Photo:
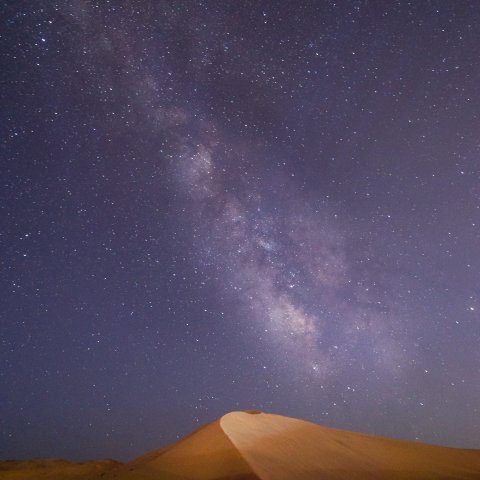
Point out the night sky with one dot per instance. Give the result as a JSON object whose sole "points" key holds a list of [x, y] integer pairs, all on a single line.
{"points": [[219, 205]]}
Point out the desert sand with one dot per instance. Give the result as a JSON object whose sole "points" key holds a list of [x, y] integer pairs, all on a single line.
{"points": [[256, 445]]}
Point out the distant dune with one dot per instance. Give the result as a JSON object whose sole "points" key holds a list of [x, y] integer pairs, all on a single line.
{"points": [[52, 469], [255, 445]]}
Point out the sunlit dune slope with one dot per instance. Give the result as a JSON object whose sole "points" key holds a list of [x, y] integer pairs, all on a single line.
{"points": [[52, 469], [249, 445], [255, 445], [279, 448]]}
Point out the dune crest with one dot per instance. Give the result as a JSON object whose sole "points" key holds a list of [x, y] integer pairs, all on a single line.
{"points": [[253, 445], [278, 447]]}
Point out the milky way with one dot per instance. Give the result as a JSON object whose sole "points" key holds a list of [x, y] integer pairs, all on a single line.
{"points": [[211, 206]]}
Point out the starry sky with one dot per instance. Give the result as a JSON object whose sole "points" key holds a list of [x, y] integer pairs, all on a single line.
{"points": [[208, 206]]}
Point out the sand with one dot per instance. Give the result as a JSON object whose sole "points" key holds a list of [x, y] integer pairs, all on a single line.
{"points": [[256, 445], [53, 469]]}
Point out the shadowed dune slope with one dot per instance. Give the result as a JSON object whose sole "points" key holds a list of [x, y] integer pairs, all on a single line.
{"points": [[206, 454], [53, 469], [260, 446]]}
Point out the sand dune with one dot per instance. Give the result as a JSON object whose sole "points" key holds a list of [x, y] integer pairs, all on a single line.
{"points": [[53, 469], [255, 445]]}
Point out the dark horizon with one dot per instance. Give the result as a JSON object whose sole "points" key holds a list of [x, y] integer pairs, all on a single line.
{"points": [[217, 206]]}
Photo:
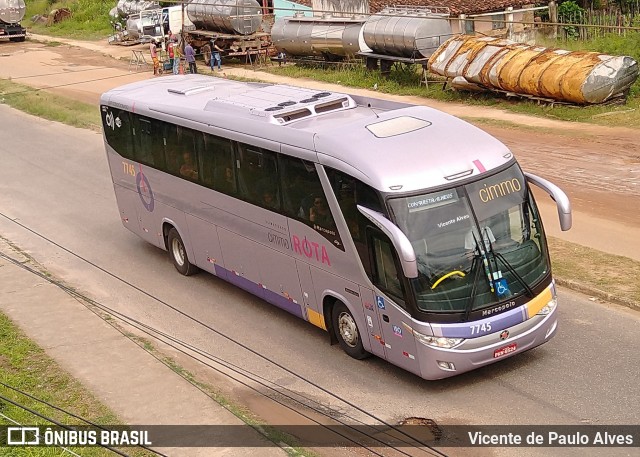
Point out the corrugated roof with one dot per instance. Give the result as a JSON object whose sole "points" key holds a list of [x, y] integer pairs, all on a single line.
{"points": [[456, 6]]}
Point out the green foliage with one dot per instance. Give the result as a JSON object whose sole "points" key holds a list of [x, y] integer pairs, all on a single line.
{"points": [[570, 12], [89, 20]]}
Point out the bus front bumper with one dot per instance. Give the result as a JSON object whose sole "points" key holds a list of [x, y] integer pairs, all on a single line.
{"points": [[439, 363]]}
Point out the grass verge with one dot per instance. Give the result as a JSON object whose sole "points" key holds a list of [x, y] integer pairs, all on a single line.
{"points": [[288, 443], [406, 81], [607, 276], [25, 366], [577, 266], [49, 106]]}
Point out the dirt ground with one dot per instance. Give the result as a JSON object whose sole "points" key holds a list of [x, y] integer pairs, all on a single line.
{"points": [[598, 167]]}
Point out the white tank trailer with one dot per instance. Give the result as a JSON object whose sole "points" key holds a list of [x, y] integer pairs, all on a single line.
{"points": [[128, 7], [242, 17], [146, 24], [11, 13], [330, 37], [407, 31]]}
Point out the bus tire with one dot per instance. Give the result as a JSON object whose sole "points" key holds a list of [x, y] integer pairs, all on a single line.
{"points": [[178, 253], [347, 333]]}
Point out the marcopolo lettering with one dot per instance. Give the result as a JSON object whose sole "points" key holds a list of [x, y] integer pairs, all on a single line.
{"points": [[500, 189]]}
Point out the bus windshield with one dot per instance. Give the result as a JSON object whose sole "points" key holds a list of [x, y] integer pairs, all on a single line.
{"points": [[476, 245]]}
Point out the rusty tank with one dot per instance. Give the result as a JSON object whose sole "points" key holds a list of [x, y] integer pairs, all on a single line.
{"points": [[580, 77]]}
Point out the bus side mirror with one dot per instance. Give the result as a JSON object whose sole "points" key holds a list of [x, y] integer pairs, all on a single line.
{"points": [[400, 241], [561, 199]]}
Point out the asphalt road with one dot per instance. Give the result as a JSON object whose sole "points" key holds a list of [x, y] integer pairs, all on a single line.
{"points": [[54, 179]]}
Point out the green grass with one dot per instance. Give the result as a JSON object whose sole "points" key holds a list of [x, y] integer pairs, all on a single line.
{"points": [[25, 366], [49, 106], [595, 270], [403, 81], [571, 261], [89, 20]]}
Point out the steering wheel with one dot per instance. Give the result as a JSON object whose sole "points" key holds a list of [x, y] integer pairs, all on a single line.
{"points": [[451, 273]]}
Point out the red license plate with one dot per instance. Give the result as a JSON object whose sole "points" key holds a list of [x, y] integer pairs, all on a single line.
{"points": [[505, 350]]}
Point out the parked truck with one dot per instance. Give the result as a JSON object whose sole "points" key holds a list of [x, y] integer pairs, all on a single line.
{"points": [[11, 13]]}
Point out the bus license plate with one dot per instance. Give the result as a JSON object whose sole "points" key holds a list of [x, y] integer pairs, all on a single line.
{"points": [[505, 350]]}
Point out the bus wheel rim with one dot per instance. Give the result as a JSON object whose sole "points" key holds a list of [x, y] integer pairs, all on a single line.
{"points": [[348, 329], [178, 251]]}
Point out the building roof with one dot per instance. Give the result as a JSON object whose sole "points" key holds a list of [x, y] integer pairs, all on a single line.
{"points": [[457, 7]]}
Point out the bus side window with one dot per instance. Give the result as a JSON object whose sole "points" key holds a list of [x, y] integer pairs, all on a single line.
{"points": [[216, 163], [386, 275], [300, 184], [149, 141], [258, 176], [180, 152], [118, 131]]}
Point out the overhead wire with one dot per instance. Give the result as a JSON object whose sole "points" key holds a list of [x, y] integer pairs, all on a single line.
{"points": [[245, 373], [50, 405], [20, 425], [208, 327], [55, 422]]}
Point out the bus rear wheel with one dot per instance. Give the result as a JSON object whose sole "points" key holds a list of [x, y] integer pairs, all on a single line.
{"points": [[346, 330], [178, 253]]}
....
Are you able to set down all the lines above exactly, without any pictures?

Photo:
Point out the night sky with one dot per instance. Give the result as a JSON object whose sole "points" key holds a list of [x, y] integer pairs, all on a single line.
{"points": [[219, 205]]}
Point out the desert sand with one dot per instance. Give the result as a JSON object whose sole "points" key holds a list of [x, y] integer pairs, all on a single line.
{"points": [[256, 445]]}
Point out the distant dune with one dot per instance. Give the result as a JSON object whose sole "points" key holds a list of [x, y] integer pairs, all on a single line.
{"points": [[52, 469], [255, 445]]}
Point out the sunlit dune slope with one dot per instance. Give the result as a JSON object whose sole "points" key holds a list of [x, y] integer pairs, all on a single line.
{"points": [[52, 469], [249, 445], [255, 445], [279, 448]]}
Point out the dune crest with one dot per instance. Give the result as a JSON object whose sole "points" key holds a list of [x, y] integer pairs, all on a single line.
{"points": [[253, 445], [278, 447]]}
Point out the milky way with one dot per instance. Give the result as a JSON object whose sole "points" key holds a list of [x, y] integer pairs, all on a single line.
{"points": [[211, 206]]}
Point out the starry sky with one dot per instance. Give the result as a JSON object whose sole "points" key holds a list of [x, y] integer pairs, all on a single line.
{"points": [[208, 206]]}
Point out the sand with one dot per instance. Give the result as a JSON object whose sole "points" key holds a list of [x, y] integer pairs, all on a single line.
{"points": [[256, 445], [53, 469]]}
Point out the shadowed dune slope with one dot per instance. Give the result as a JSON object whose sole "points" key holds a list of [x, y] integer pairs, all on a single line.
{"points": [[206, 454], [53, 469], [260, 446]]}
Point out the sand dune with one dot per instance. Give the result as a JSON object whose sole "points" key holds a list of [x, y] integer pairs, all on a single line.
{"points": [[53, 469], [255, 445]]}
Point out the dark horizon with one dot per instance. Give the result as a JSON object whose sole "points" key holds a list of [x, y] integer pairs, all on a single line.
{"points": [[217, 206]]}
Photo:
Point out the corrugated roof with one dot per instance. Give the result as a JSON object whose sole "points" key holds a list of [x, y] integer pairs, all on a single line.
{"points": [[456, 6]]}
Point out the green foliage with one dot per instance. Give the result as a JSON object whose sole "points" key holds a list of [x, y] integer pairs, all on a single line.
{"points": [[570, 12], [89, 20]]}
Point out the bus front bumper with one dot per instance. Give the result as a JSON object whose sole "points" key holds a list of [x, y] integer pairs, all on a single line.
{"points": [[439, 363]]}
Point out the grass verge with one dot per instance. Give the result as a JSON object whose sole "points" key holds a list of [x, y] integer pairs, all on a single line.
{"points": [[288, 443], [406, 81], [607, 276], [25, 366], [577, 266], [49, 106]]}
Point out the dirt ground with one dot per instance. Give the result as a JSON object whose sole "points" key holds a list of [x, y] integer pairs, all on a single line.
{"points": [[598, 167]]}
Point out the white tank trailer with one dot per instance. Give the result as a JSON object whose sole "points" key holds a list of [x, y] integer pairs, all on a single line.
{"points": [[128, 7], [242, 17], [146, 24], [11, 13], [330, 37], [407, 31]]}
Point out the bus tire with one dot per instance. Give the result as a JSON object whose sole "points" key holds a list of [x, y] integer pairs, all on a single line.
{"points": [[178, 253], [347, 333]]}
Point out the marcopolo lettering with one dot per instance. Give the result as a JSON object whose sole "points" key holds a list of [x, y] integer pairs, all on a single line.
{"points": [[500, 189]]}
Point out the bus windshield with one dot per instance. Give the result as a JSON object whose sole "points" key holds a list of [x, y] integer pairs, all on a single line.
{"points": [[476, 245]]}
Point out the rusty tank with one dot per instance. Give the result as a JSON object whose sole "points" key holds a list of [x, y] integer pairs, all on a single line.
{"points": [[580, 77]]}
Point out the bus side mirror with one dot per instance. Give the result as a JSON object whose sole "points" key holds a list of [x, y] integer pairs, all on a single line.
{"points": [[400, 241], [561, 199]]}
Point out the asphalt road with one dot per instance. Give the result as a JSON object whose sole "points" key holds a list of [x, y] integer pairs, all on a single line.
{"points": [[54, 179]]}
Point out the green grass with one dot per instance. Give the result as a JSON object whose sole "points" key holds a list of [x, y] integer pairs, all on a single line.
{"points": [[25, 366], [49, 106], [595, 270], [403, 81], [571, 261], [89, 20]]}
Point out the steering wheel with one dot per instance. Give the result as a JSON object whose sole "points" key holds a list of [x, y] integer pairs, all on a single line.
{"points": [[451, 273]]}
Point out the red license plate with one dot per instance. Give the result as a JSON object whose sole "points" key holds a list of [x, y] integer pairs, all on a single line.
{"points": [[505, 350]]}
Point out the parked truck with one dot per instance. Give the result as a JSON object whose sole "points" key holds a list of [x, y] integer pairs, all on a single line.
{"points": [[11, 13]]}
Point out the bus license plate with one dot per instance. Give the result as a JSON object whose sole "points" key holds a list of [x, y] integer pairs, all on a single line.
{"points": [[505, 350]]}
Point out the bus wheel rim with one dot per instance. Give the result as a JSON object whose sole "points" key holds a list of [x, y] integer pairs, all on a single line.
{"points": [[348, 329], [178, 251]]}
Point out the building roof with one dot per instance. Give the result as a JSON object whose sole "points" key holds a list of [x, y] integer pairs, all on a single line.
{"points": [[457, 7]]}
Point out the bus side window with one dot per instance. Give the result as a JSON object whose sole "points" key holds a list of [x, y] integer pairs, all on a single line.
{"points": [[216, 163], [386, 275], [300, 184], [149, 141], [258, 176], [180, 152], [118, 131]]}
Point out the overhead wire with one dot per instance. Give the result as a JSON object whose sole "points" key holds a list of [x, y] integer pairs, all on a single line.
{"points": [[245, 373], [50, 405], [20, 425], [208, 327], [55, 422]]}
Point out the bus rear wheel with one dot per instance. Give the result as a JSON object whose sole "points" key holds a list of [x, y] integer pairs, all on a single line.
{"points": [[346, 330], [178, 253]]}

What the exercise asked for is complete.